## Exercise aim:
Output the records. Match them exactly.
-=-=-
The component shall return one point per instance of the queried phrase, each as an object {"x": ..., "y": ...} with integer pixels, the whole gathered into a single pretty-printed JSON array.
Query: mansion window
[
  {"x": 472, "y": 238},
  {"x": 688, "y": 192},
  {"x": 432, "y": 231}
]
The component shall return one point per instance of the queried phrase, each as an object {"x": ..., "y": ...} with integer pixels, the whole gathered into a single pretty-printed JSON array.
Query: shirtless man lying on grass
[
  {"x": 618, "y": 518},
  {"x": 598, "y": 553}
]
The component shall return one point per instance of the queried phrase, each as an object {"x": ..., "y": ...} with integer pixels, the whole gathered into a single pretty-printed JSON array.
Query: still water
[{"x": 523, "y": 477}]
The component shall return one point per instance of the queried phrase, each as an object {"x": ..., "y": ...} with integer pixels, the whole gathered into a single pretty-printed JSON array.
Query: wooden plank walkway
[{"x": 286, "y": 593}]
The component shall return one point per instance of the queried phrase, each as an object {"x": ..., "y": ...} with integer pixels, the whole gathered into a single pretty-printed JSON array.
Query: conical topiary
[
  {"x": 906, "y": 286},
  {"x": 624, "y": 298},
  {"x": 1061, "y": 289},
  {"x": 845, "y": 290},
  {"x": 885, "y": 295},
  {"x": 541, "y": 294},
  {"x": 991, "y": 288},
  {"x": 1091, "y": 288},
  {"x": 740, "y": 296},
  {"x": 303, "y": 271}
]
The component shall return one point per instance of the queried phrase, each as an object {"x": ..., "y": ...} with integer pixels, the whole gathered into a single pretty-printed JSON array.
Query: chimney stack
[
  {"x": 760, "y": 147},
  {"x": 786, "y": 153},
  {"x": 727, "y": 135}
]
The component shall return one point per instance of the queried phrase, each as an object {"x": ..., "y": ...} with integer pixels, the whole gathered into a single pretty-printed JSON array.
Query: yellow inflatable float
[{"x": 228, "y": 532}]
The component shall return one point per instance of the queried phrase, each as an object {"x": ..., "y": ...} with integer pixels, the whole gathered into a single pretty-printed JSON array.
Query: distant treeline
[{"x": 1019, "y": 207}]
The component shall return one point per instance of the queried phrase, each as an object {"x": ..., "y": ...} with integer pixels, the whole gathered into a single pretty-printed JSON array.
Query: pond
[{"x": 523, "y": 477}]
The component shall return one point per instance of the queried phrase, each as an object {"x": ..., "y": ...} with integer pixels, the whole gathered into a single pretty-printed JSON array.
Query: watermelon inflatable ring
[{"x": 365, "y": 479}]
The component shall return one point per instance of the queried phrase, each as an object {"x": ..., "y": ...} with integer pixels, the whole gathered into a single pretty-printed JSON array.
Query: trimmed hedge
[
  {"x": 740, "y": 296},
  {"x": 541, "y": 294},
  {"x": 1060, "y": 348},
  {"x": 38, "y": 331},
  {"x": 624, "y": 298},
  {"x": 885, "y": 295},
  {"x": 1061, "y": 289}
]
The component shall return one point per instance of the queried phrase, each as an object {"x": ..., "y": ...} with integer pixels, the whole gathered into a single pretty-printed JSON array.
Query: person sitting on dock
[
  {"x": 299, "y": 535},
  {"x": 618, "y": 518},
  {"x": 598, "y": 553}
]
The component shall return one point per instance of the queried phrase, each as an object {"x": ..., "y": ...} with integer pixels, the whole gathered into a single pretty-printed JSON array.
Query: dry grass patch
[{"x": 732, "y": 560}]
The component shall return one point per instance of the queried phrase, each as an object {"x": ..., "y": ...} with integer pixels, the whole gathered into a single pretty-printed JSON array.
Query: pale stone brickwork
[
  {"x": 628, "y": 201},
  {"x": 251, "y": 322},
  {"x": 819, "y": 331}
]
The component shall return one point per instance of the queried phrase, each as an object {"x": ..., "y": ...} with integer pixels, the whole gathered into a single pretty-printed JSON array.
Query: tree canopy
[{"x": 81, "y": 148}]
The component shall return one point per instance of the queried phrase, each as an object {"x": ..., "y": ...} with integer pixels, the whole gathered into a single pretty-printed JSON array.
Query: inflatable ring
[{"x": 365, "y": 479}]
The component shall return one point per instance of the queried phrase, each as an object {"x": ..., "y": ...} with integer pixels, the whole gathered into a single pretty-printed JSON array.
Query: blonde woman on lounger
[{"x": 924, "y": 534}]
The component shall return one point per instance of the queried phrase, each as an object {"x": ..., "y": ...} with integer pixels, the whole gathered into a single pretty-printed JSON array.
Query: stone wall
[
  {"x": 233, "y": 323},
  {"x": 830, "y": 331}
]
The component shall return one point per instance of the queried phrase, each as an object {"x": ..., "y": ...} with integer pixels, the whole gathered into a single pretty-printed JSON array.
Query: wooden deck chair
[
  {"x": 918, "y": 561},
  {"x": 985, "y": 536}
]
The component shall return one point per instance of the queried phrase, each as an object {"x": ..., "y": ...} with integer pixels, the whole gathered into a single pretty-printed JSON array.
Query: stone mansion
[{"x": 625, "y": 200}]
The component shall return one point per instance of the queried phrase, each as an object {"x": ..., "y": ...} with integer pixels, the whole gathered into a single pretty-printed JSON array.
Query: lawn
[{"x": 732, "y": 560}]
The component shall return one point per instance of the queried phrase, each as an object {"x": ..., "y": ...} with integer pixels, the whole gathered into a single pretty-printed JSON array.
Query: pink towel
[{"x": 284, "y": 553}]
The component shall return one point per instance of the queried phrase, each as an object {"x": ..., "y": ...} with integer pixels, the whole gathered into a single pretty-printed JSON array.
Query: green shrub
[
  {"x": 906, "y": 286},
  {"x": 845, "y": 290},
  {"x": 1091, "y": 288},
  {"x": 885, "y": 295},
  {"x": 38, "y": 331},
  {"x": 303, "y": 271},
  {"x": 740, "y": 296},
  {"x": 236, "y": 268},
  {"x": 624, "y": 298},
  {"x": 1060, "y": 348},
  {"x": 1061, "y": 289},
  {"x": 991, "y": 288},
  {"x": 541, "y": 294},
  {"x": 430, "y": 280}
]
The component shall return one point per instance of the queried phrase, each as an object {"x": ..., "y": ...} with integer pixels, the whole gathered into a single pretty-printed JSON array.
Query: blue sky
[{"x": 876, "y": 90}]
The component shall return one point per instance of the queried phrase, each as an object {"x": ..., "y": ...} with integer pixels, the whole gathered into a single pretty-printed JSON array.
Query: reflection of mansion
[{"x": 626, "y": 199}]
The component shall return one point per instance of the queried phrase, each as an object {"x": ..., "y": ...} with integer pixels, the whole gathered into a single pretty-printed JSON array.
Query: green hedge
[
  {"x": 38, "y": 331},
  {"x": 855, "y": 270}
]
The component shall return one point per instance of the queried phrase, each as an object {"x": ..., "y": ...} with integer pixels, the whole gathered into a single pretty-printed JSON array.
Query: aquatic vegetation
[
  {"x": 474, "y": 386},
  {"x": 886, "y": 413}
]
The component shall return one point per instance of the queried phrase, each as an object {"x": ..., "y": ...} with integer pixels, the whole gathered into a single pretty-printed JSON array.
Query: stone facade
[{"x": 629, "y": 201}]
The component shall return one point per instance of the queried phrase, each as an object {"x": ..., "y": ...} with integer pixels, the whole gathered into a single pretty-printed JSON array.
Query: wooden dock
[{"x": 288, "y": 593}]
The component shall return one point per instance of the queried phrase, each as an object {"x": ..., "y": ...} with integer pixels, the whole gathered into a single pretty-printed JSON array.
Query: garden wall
-=-=-
## Expected output:
The component shall return one point per instance of the queried phrase, each as an object {"x": ..., "y": ...} with integer pixels, the whole gathered into a single pretty-printed JSON array.
Query: mansion window
[
  {"x": 472, "y": 238},
  {"x": 688, "y": 192},
  {"x": 432, "y": 231}
]
The component shall return one point per instance of the queried phrase, each as an object {"x": ..., "y": ...} with integer pixels, the whole gathered into a single pretty-printed JSON array.
Query: shirtless man lying on grass
[
  {"x": 618, "y": 518},
  {"x": 598, "y": 553}
]
The component shall return one point per instance of the queried phrase, each as an object {"x": ..., "y": ...} with integer pixels, the whole gathered into a single pretty-printed JSON array.
Query: still water
[{"x": 523, "y": 477}]
The component shall return one point per instance of the queried phrase, each as an object {"x": ..., "y": ...} with integer pixels, the whole gathered into a single pretty-printed JSON array.
Query: wooden plank walkway
[{"x": 286, "y": 593}]
The component shall return one point per instance of the queried phrase, each as an object {"x": ..., "y": ...} with integer pixels, the whole gathered into a single pretty-printed JSON array.
Query: conical topiary
[
  {"x": 906, "y": 286},
  {"x": 624, "y": 298},
  {"x": 1061, "y": 289},
  {"x": 845, "y": 290},
  {"x": 885, "y": 295},
  {"x": 541, "y": 294},
  {"x": 991, "y": 288},
  {"x": 1091, "y": 288},
  {"x": 740, "y": 296},
  {"x": 303, "y": 271}
]
The component shall return one point per instance of the queried phrase, each as an object {"x": ..., "y": ...} with integer pixels, the whole gathered into a single pretty-printed JSON array.
Query: chimney stack
[
  {"x": 760, "y": 147},
  {"x": 786, "y": 153},
  {"x": 727, "y": 135}
]
The component shall return one point per instance of the queried phrase, each as an object {"x": ..., "y": ...} with integer pixels, the whole gathered into a single pretty-printed JSON array.
Query: yellow inflatable float
[{"x": 228, "y": 532}]
The component shall return one point per instance of the queried phrase, each as an object {"x": ..., "y": ...} with integer pixels, the whole gathered into a single pretty-printed JSON array.
Query: distant treeline
[{"x": 1019, "y": 207}]
The component shall return one point per instance of the queried phrase, each as an object {"x": ..., "y": ...} with integer pixels, the whole gathered into a single pretty-printed JSON array.
Query: pond
[{"x": 523, "y": 477}]
The component shall return one point per instance of the queried phrase, each as an object {"x": ..., "y": ...} with integer pixels, the whole gathered into a single pretty-printed JSON array.
Query: watermelon inflatable ring
[{"x": 365, "y": 479}]
The component shall return one point per instance of the queried phrase, each as an object {"x": ..., "y": ...} with integer pixels, the whole gathered into a single pretty-printed JSON array.
Query: trimmed hedge
[
  {"x": 740, "y": 296},
  {"x": 541, "y": 294},
  {"x": 1060, "y": 348},
  {"x": 38, "y": 331},
  {"x": 624, "y": 298},
  {"x": 885, "y": 295},
  {"x": 1061, "y": 289}
]
The component shall return one point per instance of the queried phrase, each as an object {"x": ..., "y": ...} with integer pixels, the whole gathered into a single pretty-printed JSON array.
Query: person sitting on dock
[
  {"x": 299, "y": 535},
  {"x": 618, "y": 518},
  {"x": 598, "y": 553}
]
The component shall return one point per instance of the queried phrase, each as an object {"x": ..., "y": ...} with integer pixels, the whole gathered into a single pretty-printed JSON array.
Query: dry grass patch
[{"x": 732, "y": 560}]
The component shall return one point per instance of the queried phrase, each as an object {"x": ..., "y": ...} with integer pixels, the whole gathered into a single pretty-printed JSON array.
Query: pale stone brickwork
[
  {"x": 628, "y": 201},
  {"x": 251, "y": 322},
  {"x": 819, "y": 331}
]
The component shall return one point per instance of the queried phrase, each as an object {"x": ..., "y": ...} with integer pixels, the whole gathered into a single pretty-printed JSON array.
Query: tree canopy
[{"x": 81, "y": 148}]
The component shall return one point per instance of the queried phrase, each as an object {"x": ..., "y": ...} with integer pixels, the whole gathered into a single pretty-printed JSON array.
Query: inflatable ring
[{"x": 365, "y": 479}]
The component shall return one point per instance of the queried phrase, each as an object {"x": ..., "y": ...} with integer pixels, the whole gathered into a single pretty-printed JSON array.
Query: blonde woman on lounger
[{"x": 924, "y": 534}]
The component shall return one point per instance of the queried phrase, each as an object {"x": ..., "y": ...} with integer pixels, the whole gathered into a single pretty-printed JSON array.
Query: stone wall
[
  {"x": 233, "y": 323},
  {"x": 830, "y": 331}
]
The component shall return one point per instance of the queried phrase, each as an object {"x": ..., "y": ...} with integer pixels, the whole gathered into a single pretty-printed JSON array.
Query: wooden deck chair
[
  {"x": 918, "y": 561},
  {"x": 985, "y": 536}
]
The component shall return one point per instance of the queried phrase, each as an object {"x": ..., "y": ...} with integer pixels, the whole gathered into a single pretty-printed JSON array.
Query: stone mansion
[{"x": 625, "y": 200}]
The component shall return one point per instance of the queried phrase, each as an object {"x": ..., "y": ...} with integer pixels, the whole gathered into a single pretty-printed JSON array.
Query: lawn
[{"x": 732, "y": 560}]
The component shall return one point per instance of the queried phrase, each as an object {"x": ..., "y": ...} with integer pixels, the whole gathered into a single pretty-printed JSON array.
Query: pink towel
[{"x": 284, "y": 553}]
The component shall return one point per instance of the queried phrase, each as an object {"x": ..., "y": ...} with integer pixels, the whole gathered into a single pretty-printed JSON array.
Query: green shrub
[
  {"x": 906, "y": 286},
  {"x": 845, "y": 290},
  {"x": 1091, "y": 288},
  {"x": 885, "y": 295},
  {"x": 38, "y": 331},
  {"x": 303, "y": 271},
  {"x": 740, "y": 296},
  {"x": 236, "y": 268},
  {"x": 624, "y": 298},
  {"x": 1060, "y": 348},
  {"x": 1061, "y": 289},
  {"x": 991, "y": 288},
  {"x": 541, "y": 294},
  {"x": 430, "y": 280}
]
The component shall return one point per instance of the queried phrase, each as an object {"x": ..., "y": ...} with integer pixels, the whole gathered into a single pretty-printed JSON array.
Query: blue sky
[{"x": 876, "y": 90}]
The component shall return one point per instance of the queried phrase, each as an object {"x": ..., "y": ...} with integer pixels, the whole gathered into a single pretty-printed JSON array.
Query: reflection of mansion
[{"x": 626, "y": 199}]
The component shall return one point per instance of the queried phrase, each as an object {"x": ..., "y": ...} with integer pixels, the whole gathered into a single pretty-printed JSON array.
Query: green hedge
[
  {"x": 38, "y": 331},
  {"x": 855, "y": 270}
]
The component shall return one point per instance of the queried phrase, each as an object {"x": ..., "y": ...} with integer pixels, the whole gathered into a single pretty-printed JSON array.
Query: aquatic vegetation
[
  {"x": 474, "y": 386},
  {"x": 886, "y": 413}
]
The component shall return one point per instance of the queried phrase, each as an object {"x": ..., "y": ...} with integer pixels, the whole gathered into a single pretty-printed JSON array.
Query: stone facade
[{"x": 629, "y": 201}]
The component shall return one point per instance of the queried phrase, each as an object {"x": ..., "y": ...} with integer pixels, the whole gathered into a single pretty-printed JSON array.
Query: wooden dock
[{"x": 288, "y": 593}]
The component shall return one point per instance of the queried phrase, each as an object {"x": ..., "y": ...} with integer pixels, the whole gathered into a single pretty-printed JSON array.
Query: garden wall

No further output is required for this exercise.